(Stored data entries)

═══

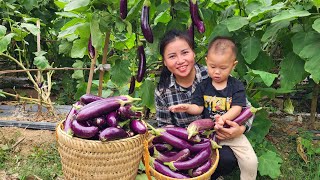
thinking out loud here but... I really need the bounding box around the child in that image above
[169,36,258,180]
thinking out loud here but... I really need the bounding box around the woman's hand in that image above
[214,120,246,140]
[168,104,189,113]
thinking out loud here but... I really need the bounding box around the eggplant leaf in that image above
[258,151,283,179]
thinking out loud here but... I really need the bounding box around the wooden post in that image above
[86,49,97,94]
[98,32,110,97]
[36,20,42,115]
[310,83,319,129]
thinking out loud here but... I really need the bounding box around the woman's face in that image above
[163,38,195,79]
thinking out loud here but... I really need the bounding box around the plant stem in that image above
[1,91,51,106]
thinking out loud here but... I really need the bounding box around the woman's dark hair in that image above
[157,29,194,90]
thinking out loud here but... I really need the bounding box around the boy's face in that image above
[205,48,237,84]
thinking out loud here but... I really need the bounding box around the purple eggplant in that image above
[136,42,146,82]
[99,127,127,141]
[153,143,173,152]
[189,140,211,153]
[190,159,212,177]
[63,102,80,136]
[154,148,190,163]
[187,119,215,139]
[88,34,95,59]
[152,136,163,144]
[189,0,205,33]
[150,158,190,179]
[105,111,119,127]
[223,106,262,128]
[163,127,201,143]
[80,94,104,104]
[164,147,211,171]
[130,119,147,134]
[118,104,143,120]
[187,18,194,43]
[71,119,99,139]
[141,0,153,43]
[92,116,108,129]
[128,76,135,94]
[120,0,127,19]
[76,99,127,121]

═══

**Problem description:** One exact copy of the data, no pictures: write it out line for line.

**Output for this task:**
thinking out loud here but... I really need the bounding box around the child in that image above
[169,36,258,180]
thinking out loud here but... I really need the bounding box around the woman's hand in that image above
[214,120,246,140]
[168,104,189,113]
thinking out loud here but... I really need the bounding box around the eggplant leaf in that image above
[258,151,283,179]
thinking out loud here but... I really need the bounding box around the wooden post in that image above
[86,49,97,94]
[98,32,110,97]
[36,20,42,115]
[310,83,319,129]
thinking out loud here but... I really need the bounding box around the woman's face in that image above
[163,38,195,79]
thinking out loud here but... I really need the bounding box around the plant stem in that image above
[1,91,51,106]
thinking out loud here but... I really need the bounding box around the woman's dark hair in that image above
[157,29,194,90]
thinking out loud here but... I really need the bounding box around the boy's face in that image above
[205,48,237,84]
thinking out loud here but... I really need the bounding box around the purple eggplant in that image above
[136,42,146,82]
[99,127,127,141]
[153,143,173,152]
[189,140,211,153]
[190,159,212,177]
[63,102,80,136]
[154,148,190,163]
[187,119,215,139]
[88,34,95,59]
[152,136,163,144]
[189,0,205,33]
[150,158,190,179]
[105,111,119,127]
[223,106,262,128]
[163,127,201,143]
[80,94,104,104]
[164,147,211,171]
[130,119,147,134]
[118,104,143,120]
[187,18,194,43]
[71,119,99,139]
[141,0,153,43]
[92,116,108,129]
[128,76,135,94]
[120,0,127,19]
[76,99,127,121]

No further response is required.